=== WHAT NEEDS TO BE DONE ===
How many lines in the rows below contain the word "dark"? Reply with the count alone.

= = = = = = =

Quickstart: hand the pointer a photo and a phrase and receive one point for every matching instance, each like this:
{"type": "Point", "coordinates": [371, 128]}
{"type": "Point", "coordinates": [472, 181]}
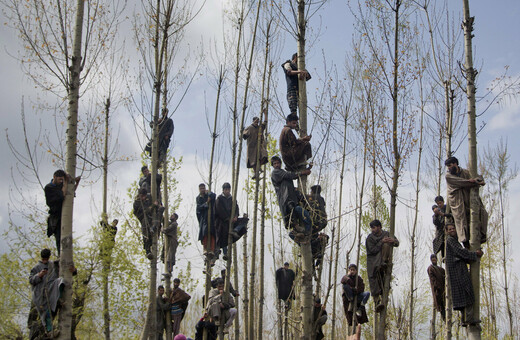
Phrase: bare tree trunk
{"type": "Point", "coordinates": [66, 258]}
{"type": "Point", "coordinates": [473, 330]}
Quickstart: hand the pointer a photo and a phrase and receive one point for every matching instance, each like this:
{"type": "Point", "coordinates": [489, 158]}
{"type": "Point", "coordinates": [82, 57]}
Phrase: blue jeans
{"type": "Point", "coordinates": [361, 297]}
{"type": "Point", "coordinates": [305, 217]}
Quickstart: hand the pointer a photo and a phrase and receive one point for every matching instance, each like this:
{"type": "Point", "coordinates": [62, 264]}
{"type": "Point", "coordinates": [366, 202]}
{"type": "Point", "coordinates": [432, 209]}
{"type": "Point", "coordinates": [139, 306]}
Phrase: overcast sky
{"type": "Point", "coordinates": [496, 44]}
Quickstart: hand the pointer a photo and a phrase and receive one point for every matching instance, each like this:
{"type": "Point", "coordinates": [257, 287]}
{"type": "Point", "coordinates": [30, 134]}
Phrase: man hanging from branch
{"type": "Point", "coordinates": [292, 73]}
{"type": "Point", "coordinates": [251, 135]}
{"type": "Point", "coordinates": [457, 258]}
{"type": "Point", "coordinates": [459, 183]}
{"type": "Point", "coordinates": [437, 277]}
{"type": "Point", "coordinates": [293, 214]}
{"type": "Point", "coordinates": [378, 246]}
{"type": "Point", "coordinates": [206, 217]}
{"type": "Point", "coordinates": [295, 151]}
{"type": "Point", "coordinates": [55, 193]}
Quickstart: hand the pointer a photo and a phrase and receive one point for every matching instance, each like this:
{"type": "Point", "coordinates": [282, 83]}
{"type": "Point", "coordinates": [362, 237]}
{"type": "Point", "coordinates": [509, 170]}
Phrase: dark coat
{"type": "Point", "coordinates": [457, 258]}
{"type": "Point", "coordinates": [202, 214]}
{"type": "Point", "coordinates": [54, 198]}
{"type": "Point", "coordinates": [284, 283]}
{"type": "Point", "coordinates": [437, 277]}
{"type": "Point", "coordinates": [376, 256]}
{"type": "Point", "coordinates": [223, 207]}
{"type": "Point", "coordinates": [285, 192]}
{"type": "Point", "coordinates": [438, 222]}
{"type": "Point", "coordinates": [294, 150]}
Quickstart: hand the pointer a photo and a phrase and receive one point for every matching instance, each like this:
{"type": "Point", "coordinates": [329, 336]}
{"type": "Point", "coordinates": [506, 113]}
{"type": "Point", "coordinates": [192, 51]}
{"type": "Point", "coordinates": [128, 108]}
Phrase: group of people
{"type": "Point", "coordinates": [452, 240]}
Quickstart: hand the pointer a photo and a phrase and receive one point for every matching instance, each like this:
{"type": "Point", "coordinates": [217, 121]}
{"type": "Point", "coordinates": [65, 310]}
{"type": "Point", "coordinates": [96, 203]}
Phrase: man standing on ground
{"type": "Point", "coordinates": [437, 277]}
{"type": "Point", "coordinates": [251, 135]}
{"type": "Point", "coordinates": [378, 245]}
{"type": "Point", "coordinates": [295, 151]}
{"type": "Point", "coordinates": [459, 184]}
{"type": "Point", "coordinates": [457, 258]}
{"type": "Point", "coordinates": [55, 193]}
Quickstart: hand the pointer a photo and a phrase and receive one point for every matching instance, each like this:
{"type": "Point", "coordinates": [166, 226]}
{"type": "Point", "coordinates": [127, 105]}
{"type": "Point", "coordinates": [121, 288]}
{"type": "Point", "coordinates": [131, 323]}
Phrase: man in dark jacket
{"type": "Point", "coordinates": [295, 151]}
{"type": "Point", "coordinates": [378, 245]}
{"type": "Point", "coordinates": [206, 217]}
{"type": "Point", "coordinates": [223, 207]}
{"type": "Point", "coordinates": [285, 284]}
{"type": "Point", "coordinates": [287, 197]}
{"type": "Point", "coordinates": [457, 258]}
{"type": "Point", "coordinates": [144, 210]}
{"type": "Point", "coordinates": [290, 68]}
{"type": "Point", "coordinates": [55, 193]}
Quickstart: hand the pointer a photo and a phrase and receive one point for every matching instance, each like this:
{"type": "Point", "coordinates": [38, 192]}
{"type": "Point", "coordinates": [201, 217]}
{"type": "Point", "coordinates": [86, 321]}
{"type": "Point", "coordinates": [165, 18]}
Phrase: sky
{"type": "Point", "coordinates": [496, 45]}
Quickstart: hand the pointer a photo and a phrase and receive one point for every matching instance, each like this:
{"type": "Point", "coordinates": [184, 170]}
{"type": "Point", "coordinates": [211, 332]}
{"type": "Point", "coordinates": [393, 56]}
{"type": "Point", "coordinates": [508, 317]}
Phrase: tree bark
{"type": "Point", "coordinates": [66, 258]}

= = = = = = =

=== EXPECTED OUTPUT ===
2